Can you reproduce the part of the questionnaire below word for word, beginning at the line that has "less is more" and stopping after "of those days..."?

• Page excerpt:
-- -- --
9. If you could go anywhere in the world for the next hour, where would you go?
Home

10. Which language do you want to learn?
as of now Kannada


11. What’s your favourite quote?
tough times dont last, tough people do

12. Who do you want to meet right now ?
Samik

13. What is your favourite colour?
Blue

14. What is your favourite piece of clothing in your own closet?
yellow tee that reads.. "everyone wants to go to heaven but no one wants to die.. given to me by Samik

15. What is your dream job?
doing what i do best, get paid for it in a firm of repute

16. What’s your favourite magazine?
not a magazine person..

17. If you had $100 now, what would you spend it on?
$100* 45= Rs 4500... will spend it on buying a digital photoframe.. wanna gift it

18. What do you consider a fashion faux pas?
bad colour combo..

19. Who according to you is the most over-rated style icon?
duh im not really knowledgeable about fashion

20. What kind of haircut do you prefer?
tons of Layers



21. What are you going to do after this?
hmm think of a worthwhile post to post next...

22. What are your favorite movies?
all sappy rom cops..been devouring them by dozens lately

23.How many tabs are turned on in ur browser right now?
around 15

24. What inspires you?
hmm i inspire myself


25. 3 styling tips that always work for you.

less is more
subtle is the key
comfy yet casual

26. What do you do when you “have nothing to wear” (even though your closet’s packed)?

oo i never have one of those days...

27.. Coffee or tea?

Definitely Coffee

28. What do you do when you are feeling low or terribly depressed?

just let my mind wander

30. Which other blogs do you love visiting?

all those who are on my blog roll, they are really impressive..

31. Favorite Dessert/Sweet?

anything to do with chocolate

32. Favorite Season?

hmm im a rain person :)
-- -- --
• Supplied information:
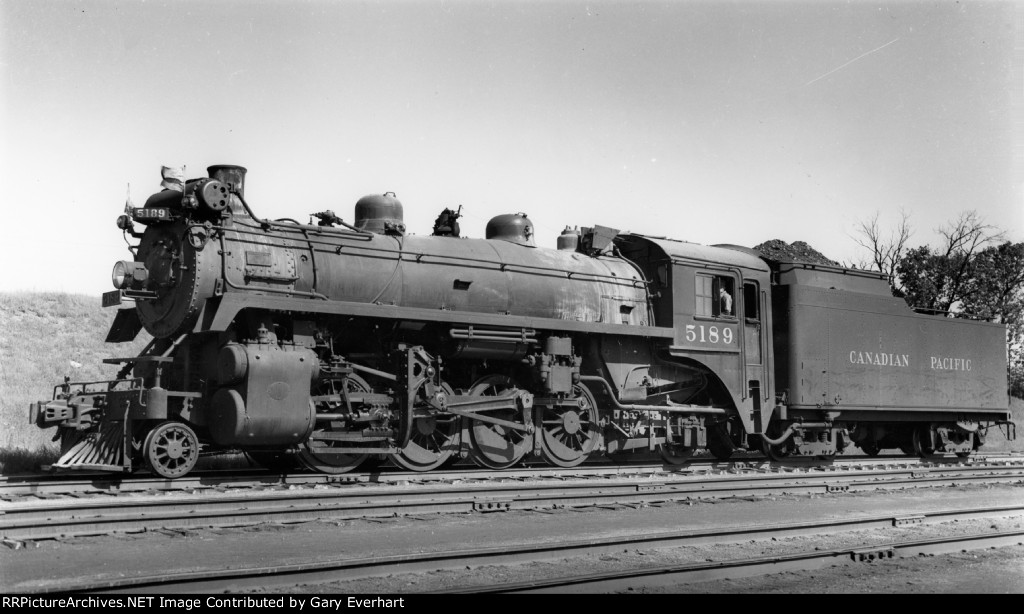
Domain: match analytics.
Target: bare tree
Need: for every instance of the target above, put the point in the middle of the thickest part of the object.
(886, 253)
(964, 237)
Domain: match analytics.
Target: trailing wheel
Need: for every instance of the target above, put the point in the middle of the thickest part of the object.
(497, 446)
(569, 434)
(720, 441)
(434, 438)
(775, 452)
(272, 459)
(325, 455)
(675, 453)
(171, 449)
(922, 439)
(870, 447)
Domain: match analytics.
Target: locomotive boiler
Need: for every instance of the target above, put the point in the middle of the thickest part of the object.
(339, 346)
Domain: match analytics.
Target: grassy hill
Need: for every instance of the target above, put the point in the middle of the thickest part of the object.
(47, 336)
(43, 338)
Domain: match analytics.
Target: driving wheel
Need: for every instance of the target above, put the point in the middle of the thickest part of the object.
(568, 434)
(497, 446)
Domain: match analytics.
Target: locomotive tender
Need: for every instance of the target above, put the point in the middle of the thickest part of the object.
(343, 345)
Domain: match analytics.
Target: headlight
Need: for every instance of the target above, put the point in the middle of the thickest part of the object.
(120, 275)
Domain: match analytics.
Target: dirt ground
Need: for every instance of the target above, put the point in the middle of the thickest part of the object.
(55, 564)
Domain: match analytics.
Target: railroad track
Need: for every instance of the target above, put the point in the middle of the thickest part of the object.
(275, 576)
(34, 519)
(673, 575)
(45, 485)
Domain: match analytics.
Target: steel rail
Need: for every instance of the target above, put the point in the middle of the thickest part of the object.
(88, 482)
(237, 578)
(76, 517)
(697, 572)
-- -- --
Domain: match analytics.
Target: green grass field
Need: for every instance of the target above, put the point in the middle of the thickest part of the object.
-- -- --
• Worked solution:
less is more
subtle is the key
comfy yet casual

26. What do you do when you “have nothing to wear” (even though your closet’s packed)?

oo i never have one of those days...